• **Aim of the exercise**
Rewrite every line of the listing below, replacing "Quickstart" with "Usage" throughout and keeping everything else unchanged. Leave out the pictures.

Coordinate annotation listing

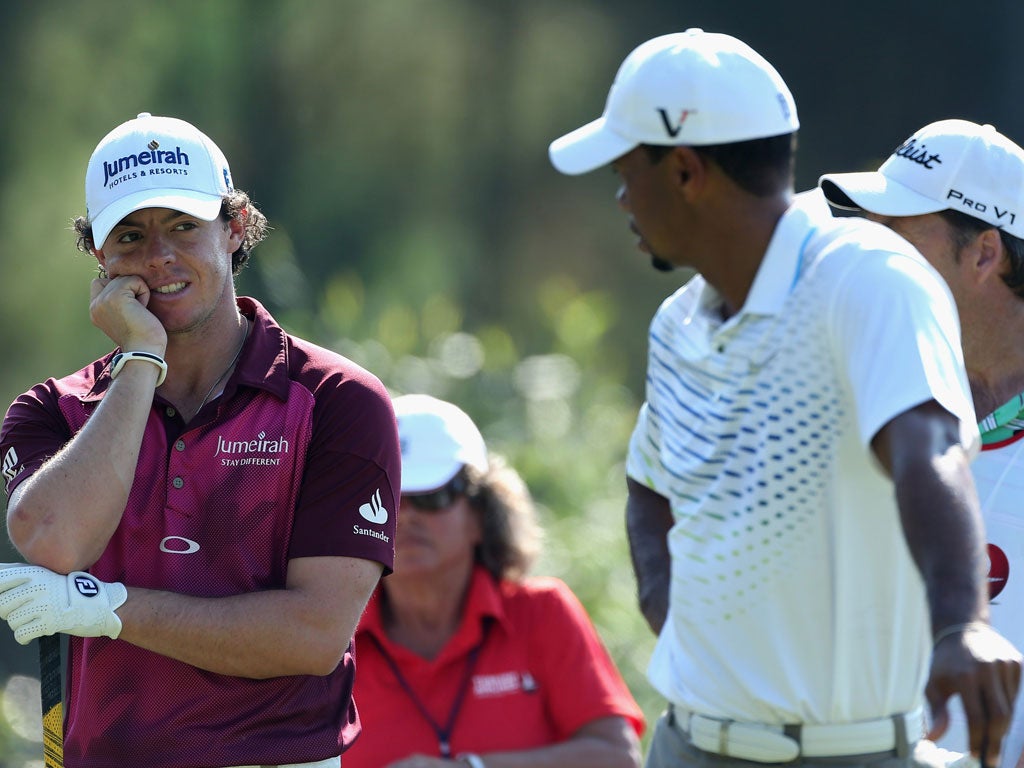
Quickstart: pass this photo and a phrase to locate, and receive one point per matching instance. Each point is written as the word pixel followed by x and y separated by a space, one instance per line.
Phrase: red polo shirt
pixel 540 673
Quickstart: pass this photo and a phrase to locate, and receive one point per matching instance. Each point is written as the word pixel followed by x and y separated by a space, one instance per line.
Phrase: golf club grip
pixel 51 695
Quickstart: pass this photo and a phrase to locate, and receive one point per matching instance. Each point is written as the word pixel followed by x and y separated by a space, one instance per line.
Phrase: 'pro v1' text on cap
pixel 154 162
pixel 693 88
pixel 950 164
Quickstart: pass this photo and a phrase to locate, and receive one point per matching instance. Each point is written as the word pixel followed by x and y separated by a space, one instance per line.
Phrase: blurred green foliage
pixel 399 150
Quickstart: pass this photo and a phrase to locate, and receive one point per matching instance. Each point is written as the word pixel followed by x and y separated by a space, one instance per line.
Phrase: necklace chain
pixel 230 365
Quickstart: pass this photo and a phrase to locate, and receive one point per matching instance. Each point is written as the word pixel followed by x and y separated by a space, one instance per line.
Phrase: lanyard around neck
pixel 443 732
pixel 1003 423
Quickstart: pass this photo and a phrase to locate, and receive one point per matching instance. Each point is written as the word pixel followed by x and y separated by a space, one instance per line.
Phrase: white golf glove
pixel 36 601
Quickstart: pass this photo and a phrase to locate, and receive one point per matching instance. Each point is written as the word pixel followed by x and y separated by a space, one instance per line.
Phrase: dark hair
pixel 760 166
pixel 236 204
pixel 510 534
pixel 967 227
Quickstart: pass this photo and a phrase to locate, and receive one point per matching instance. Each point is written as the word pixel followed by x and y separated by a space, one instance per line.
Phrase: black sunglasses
pixel 437 501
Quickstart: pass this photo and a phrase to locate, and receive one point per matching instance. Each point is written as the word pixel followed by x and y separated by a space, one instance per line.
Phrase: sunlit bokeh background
pixel 399 150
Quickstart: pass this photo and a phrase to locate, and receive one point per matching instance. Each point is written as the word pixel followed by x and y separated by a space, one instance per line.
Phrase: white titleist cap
pixel 437 440
pixel 951 164
pixel 152 162
pixel 691 87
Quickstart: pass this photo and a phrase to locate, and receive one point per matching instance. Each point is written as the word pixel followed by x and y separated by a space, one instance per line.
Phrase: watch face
pixel 998 570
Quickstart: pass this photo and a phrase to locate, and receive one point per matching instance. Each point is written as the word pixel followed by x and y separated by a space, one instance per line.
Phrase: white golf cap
pixel 437 440
pixel 153 162
pixel 691 87
pixel 950 164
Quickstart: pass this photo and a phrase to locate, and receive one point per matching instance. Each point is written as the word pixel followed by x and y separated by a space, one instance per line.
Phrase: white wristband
pixel 122 357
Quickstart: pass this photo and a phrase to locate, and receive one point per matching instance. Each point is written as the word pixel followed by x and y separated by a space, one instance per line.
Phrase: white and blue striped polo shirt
pixel 794 596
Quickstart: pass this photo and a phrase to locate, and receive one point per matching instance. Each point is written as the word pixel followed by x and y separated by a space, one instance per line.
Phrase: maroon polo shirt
pixel 298 458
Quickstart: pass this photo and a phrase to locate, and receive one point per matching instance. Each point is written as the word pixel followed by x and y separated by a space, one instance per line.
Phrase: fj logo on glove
pixel 86 587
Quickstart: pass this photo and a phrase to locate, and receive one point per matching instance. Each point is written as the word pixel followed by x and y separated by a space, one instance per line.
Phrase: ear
pixel 237 230
pixel 689 172
pixel 988 255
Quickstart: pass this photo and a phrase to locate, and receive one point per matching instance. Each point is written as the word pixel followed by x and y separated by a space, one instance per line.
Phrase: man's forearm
pixel 648 519
pixel 64 515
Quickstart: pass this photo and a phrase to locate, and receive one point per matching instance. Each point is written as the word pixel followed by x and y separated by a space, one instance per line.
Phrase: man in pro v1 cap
pixel 801 513
pixel 955 190
pixel 230 488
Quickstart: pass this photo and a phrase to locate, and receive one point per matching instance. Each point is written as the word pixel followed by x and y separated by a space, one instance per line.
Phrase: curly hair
pixel 511 535
pixel 966 228
pixel 236 205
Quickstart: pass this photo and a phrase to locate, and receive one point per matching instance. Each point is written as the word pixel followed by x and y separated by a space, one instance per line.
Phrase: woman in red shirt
pixel 461 658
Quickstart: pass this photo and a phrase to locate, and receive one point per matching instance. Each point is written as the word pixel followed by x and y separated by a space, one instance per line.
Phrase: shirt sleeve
pixel 894 323
pixel 581 679
pixel 33 431
pixel 349 500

• **Completed exercise**
Usage: pass this photo and a phrase to locate, and receive one point per matching instance. Each point is written as the word pixel followed by x and y separated by a space, one instance per line.
Phrase: red polo shirt
pixel 540 673
Usage: pass this photo and a phrase to locate, and receive one point per matching instance. Each point is written as the word pixel followed by x and y separated by a space, one instance per line.
Phrase: golf club grip
pixel 51 695
Usage: pass this photo and a phrase to locate, and receive one point per matching instance. Each point is written as the word pixel followed by x and y separated by a space, one instance per line.
Phrase: 'pro v1' text on cap
pixel 154 162
pixel 693 88
pixel 950 164
Usage: pass this photo and a phrase to locate, and receive one point per matching instance. Each point is written as the word pixel followed by x and y separated by a space, one instance per line.
Phrase: blurred green foliage
pixel 399 150
Usage: pass this photo and a phrase to locate, and receive one point per matching instance. Each point is written as the word pixel followed by x and y separated by a space, one instance per line.
Phrase: necklace chain
pixel 230 365
Usage: pass this photo and a phrase to locate, and receive one point per matching instance. Each point is written as the word pixel followed by x and y separated by a space, one instance per line.
Phrase: lanyard around neck
pixel 443 732
pixel 1003 423
Usage: pass this photo and a phrase to locate, and receive one point per matching instance. Each point is written as the word pixel followed by x and y separated by a space, one instance per line.
Phrase: white golf glove
pixel 36 601
Usage: pass this photo and a phrase to locate, and receive one point per matching instance. Each point is written as the word pixel followed by x and y separated by a space, one instance per line.
Phrase: dark hair
pixel 760 166
pixel 236 204
pixel 510 534
pixel 967 227
Usage: pass this photo and a phrase to locate, and receive one point per matching instance. Each point is written as the word pixel followed by x and y separated by a space, one instance per line.
Phrase: black sunglasses
pixel 437 501
Usage: pass this photo and a phrase to locate, and receive one point per matching instance. Each point is written as the word pixel followed by x and y separated by a space, one instance per line.
Phrase: sunlit bokeh background
pixel 399 150
Usage: pass this photo and a phrase to locate, and receive one point per matching instance. Each point is written as the word pixel followed by x and y separated by a space, one instance per line.
Phrase: white titleist cap
pixel 437 440
pixel 951 164
pixel 152 162
pixel 691 87
Usage: pass this photo and a phrase to locate, and receive one point per matching instance. Each point is written as the word pixel followed by x and y separated by a space, one instance per line.
Phrase: watch face
pixel 998 570
Usage: pass this photo and a phrase to locate, and receive one point per matching instance. Each point is written as the word pixel followed by x and y separated by a space, one instance per line.
Phrase: white golf cap
pixel 437 440
pixel 153 162
pixel 691 87
pixel 950 164
Usage: pass this photo and a phrase to locate, and receive one point per matching instance. Each point is written as the word pixel followed by x and y separated by a space, one instance per line.
Phrase: white wristband
pixel 122 357
Usage: pass this photo and a phrase to locate, and receive one point per matching instance. Each point is written as the word pixel followed by x and y separated by a space, one instance per line.
Phrase: white and blue striped polo shirt
pixel 794 596
Usage: pass this photo and a phrase to locate, and receive one point per matching instance. Each point is written as the word pixel followed by x and y separated by a space, one instance per line.
Phrase: maroon polo shirt
pixel 298 458
Usage: pass this photo and a phrase to locate, and receive one point per matching instance. Each point is written as the word pixel followed by x and y separated by a space, one instance per line.
Phrase: fj logo on glove
pixel 86 587
Usage: pass this photo and a phrase to locate, and receive one point per matching instance. Each point is written as the word pixel followed by x and y separated by a space, one instance per line.
Phrase: ear
pixel 237 230
pixel 689 172
pixel 988 255
Usage: pass this photo and a phrase to locate, and receive one point per matching instance. Each point is written as the word pixel followed by x and y separated by a space, one instance per line.
Phrase: man's forearm
pixel 648 519
pixel 64 515
Usage: pass this photo and a phrase to locate, and receive one point per matching instance. Each point is written as the word pixel followed by x and y separated by a space, one instance per line.
Phrase: man in pro v1 cap
pixel 801 513
pixel 955 190
pixel 230 488
Usage: pass this photo and a phrase to locate, and receive one point per matching instance. Each point is written as the word pixel followed by x and y separated by a space, one instance per line.
Phrase: curly hair
pixel 511 535
pixel 966 228
pixel 236 205
Usage: pass this photo and a phrase to locate, and receive one point per matching instance. Each point is written as the word pixel followed by x and y separated by a space, one instance per line.
Phrase: woman in red shirt
pixel 461 658
Usage: pass this photo and a phrase to locate, and receive one point per matching instance. Each point is written as the word pixel followed by x and y separated by a space, one instance per line.
Phrase: shirt sleeve
pixel 894 323
pixel 581 679
pixel 33 431
pixel 349 500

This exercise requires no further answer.